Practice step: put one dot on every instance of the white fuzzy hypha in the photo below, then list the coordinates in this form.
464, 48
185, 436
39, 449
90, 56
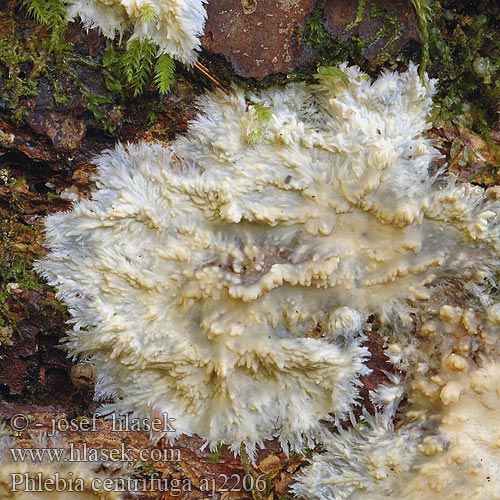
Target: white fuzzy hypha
454, 453
226, 279
174, 25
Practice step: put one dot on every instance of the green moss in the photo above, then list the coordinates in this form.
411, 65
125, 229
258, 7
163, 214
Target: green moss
465, 48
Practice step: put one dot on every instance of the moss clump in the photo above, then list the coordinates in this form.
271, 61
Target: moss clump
465, 48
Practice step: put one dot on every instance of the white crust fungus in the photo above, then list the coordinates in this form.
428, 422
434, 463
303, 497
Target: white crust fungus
452, 454
226, 278
174, 25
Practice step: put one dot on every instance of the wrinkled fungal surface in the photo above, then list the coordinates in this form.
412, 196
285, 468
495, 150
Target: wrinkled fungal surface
226, 278
174, 25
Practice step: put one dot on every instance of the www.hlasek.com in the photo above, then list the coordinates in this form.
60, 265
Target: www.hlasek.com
42, 482
84, 453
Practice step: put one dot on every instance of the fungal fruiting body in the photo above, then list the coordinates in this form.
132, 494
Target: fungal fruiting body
225, 279
174, 25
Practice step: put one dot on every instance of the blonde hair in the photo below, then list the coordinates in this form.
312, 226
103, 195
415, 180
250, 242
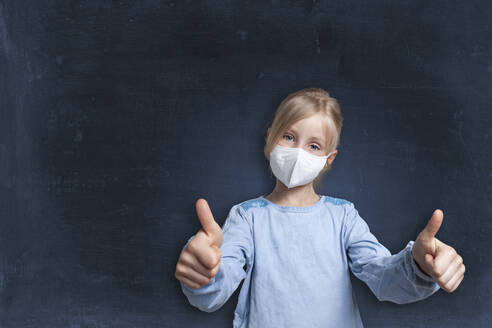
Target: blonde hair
302, 104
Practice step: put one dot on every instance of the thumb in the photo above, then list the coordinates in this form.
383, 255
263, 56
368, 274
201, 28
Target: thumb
432, 226
209, 226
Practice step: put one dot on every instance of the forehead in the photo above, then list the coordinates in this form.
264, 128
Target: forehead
312, 126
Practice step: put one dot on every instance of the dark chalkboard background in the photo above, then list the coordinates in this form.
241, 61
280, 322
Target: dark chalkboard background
116, 116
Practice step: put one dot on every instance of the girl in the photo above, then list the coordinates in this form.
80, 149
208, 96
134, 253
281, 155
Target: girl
294, 248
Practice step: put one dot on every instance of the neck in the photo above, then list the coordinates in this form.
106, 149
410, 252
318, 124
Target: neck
297, 196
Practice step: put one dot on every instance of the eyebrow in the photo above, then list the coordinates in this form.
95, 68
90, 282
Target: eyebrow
321, 140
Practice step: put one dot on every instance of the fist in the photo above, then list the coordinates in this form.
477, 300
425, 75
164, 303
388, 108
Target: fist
199, 261
437, 259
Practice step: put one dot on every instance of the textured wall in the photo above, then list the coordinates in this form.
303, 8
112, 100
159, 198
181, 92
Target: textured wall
115, 116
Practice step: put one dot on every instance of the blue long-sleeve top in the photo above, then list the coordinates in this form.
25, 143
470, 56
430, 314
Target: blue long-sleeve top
297, 261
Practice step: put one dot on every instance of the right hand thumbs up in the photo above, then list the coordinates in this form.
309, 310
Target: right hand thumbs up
200, 259
211, 228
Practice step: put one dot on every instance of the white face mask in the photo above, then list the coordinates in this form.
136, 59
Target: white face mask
295, 166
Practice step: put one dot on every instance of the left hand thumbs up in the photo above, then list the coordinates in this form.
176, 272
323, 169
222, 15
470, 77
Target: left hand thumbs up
437, 259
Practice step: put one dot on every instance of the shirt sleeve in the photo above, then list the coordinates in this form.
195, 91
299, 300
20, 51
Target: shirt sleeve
396, 278
237, 250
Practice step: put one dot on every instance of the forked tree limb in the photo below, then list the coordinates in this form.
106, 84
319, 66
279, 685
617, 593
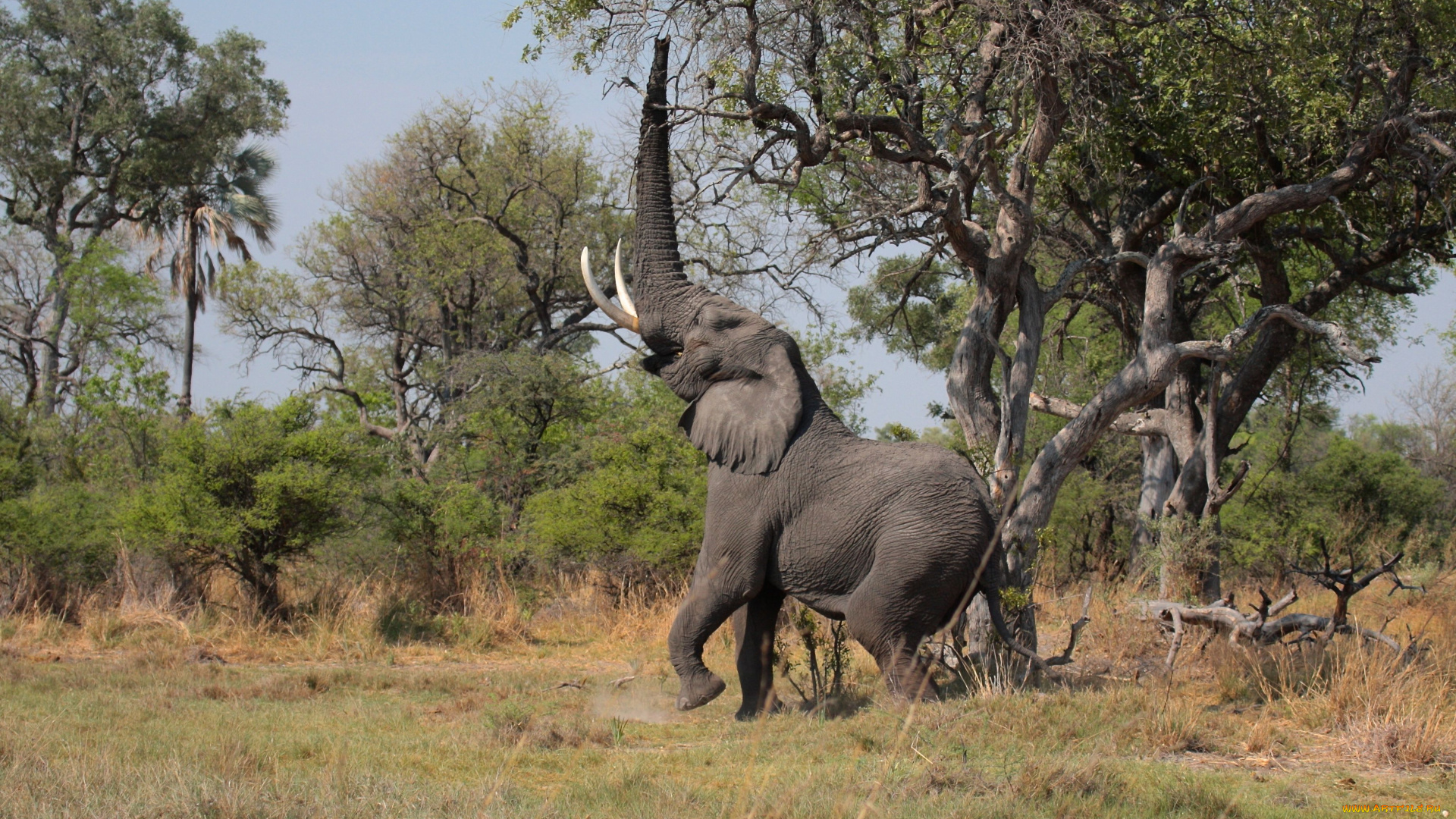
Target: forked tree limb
1065, 657
1139, 423
1222, 350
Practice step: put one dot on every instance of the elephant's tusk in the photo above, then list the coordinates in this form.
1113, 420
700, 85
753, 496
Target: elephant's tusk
623, 295
601, 299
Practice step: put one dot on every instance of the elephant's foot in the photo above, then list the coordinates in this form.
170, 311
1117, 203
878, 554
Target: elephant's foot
699, 689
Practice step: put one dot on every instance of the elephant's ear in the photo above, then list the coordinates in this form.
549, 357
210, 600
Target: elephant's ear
748, 414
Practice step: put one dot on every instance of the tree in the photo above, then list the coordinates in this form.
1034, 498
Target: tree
107, 107
1145, 159
213, 215
457, 246
109, 311
249, 490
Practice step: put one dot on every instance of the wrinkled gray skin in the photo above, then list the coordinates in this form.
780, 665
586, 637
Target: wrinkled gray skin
886, 537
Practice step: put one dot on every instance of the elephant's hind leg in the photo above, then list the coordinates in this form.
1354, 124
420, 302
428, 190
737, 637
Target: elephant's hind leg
889, 620
753, 629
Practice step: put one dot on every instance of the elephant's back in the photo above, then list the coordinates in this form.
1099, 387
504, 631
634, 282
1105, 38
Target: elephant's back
909, 504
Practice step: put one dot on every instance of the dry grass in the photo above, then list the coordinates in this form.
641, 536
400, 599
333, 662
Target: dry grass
369, 707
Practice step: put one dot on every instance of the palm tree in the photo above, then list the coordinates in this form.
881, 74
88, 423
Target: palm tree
213, 216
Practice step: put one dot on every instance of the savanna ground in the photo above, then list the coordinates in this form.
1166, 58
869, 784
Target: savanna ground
369, 708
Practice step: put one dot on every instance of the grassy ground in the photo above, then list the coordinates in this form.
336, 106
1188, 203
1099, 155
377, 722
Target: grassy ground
128, 714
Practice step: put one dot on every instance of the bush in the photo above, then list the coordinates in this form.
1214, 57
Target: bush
639, 496
249, 488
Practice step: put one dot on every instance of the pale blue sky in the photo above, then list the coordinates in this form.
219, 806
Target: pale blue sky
357, 71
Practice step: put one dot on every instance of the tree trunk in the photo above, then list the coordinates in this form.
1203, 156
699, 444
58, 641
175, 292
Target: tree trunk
191, 297
55, 331
188, 331
1159, 474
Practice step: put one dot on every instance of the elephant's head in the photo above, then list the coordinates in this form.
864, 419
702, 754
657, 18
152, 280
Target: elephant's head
742, 376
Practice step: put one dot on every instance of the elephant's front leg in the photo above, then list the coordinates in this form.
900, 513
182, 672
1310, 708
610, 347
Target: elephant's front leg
724, 580
753, 629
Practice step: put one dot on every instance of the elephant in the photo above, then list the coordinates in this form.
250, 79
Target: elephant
892, 538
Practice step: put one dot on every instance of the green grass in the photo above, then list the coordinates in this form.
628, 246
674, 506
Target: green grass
152, 735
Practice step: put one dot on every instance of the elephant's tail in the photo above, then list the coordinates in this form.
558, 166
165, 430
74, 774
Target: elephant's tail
999, 623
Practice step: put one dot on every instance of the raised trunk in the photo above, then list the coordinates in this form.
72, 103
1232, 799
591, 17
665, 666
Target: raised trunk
658, 281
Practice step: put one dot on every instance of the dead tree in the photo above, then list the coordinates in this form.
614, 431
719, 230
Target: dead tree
1257, 629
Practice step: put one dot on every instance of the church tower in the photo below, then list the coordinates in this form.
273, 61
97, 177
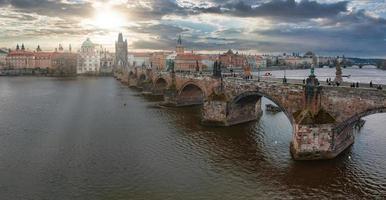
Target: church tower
121, 60
180, 48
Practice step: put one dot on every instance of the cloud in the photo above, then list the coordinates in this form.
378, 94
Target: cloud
282, 9
50, 8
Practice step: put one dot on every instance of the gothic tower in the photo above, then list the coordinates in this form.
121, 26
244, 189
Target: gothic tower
121, 60
180, 48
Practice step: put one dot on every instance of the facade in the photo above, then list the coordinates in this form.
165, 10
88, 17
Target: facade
43, 60
233, 60
3, 57
158, 60
88, 58
188, 62
121, 54
140, 59
107, 62
180, 48
64, 64
20, 59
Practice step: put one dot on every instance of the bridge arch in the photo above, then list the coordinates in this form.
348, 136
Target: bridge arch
191, 94
159, 86
247, 107
131, 74
142, 77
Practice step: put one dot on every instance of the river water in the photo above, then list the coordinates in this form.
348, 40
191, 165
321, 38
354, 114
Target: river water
93, 138
365, 75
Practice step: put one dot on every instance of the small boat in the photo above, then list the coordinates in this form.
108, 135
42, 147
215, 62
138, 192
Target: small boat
272, 108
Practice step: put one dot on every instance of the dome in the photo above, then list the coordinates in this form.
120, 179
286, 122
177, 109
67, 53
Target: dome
87, 44
309, 54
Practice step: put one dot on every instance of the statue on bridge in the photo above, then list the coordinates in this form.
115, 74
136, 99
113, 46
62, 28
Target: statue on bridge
338, 77
217, 69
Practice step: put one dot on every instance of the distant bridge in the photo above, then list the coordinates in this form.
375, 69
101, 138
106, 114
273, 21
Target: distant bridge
323, 117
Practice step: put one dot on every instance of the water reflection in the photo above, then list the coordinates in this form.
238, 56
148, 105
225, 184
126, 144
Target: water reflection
91, 138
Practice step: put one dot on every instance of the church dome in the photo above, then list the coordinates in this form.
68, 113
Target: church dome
309, 54
87, 44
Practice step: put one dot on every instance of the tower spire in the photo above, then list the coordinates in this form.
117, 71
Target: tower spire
179, 40
120, 37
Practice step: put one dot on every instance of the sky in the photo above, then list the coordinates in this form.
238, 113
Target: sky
326, 27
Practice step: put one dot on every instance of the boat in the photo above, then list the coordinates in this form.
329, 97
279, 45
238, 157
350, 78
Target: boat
272, 108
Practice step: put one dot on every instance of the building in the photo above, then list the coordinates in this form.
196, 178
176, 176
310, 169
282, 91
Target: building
140, 59
207, 61
158, 60
186, 61
42, 59
88, 58
121, 54
64, 64
20, 59
233, 60
107, 62
180, 48
3, 57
────────────────
| Problem to solve |
Repeat exactly, and only, the lines from the one containing "Practice step: put one dot on every instance of the sky" through the end of the material.

| Written solution |
Practice step: put one dot on every instance of the sky in the photo above, then list the coordinates in this form.
238, 113
Target: sky
326, 27
Practice step: put one dot on every instance of the boat in the photo above, then list the coordinates in this form.
329, 97
279, 45
238, 157
350, 78
Target: boat
272, 108
Practice step: put one dot on every instance of the building in the photo above, then list the coordinates in this form.
196, 178
176, 176
310, 169
282, 91
Target: building
140, 59
207, 61
158, 60
186, 61
42, 59
88, 58
121, 54
64, 64
20, 59
233, 60
107, 62
180, 48
3, 57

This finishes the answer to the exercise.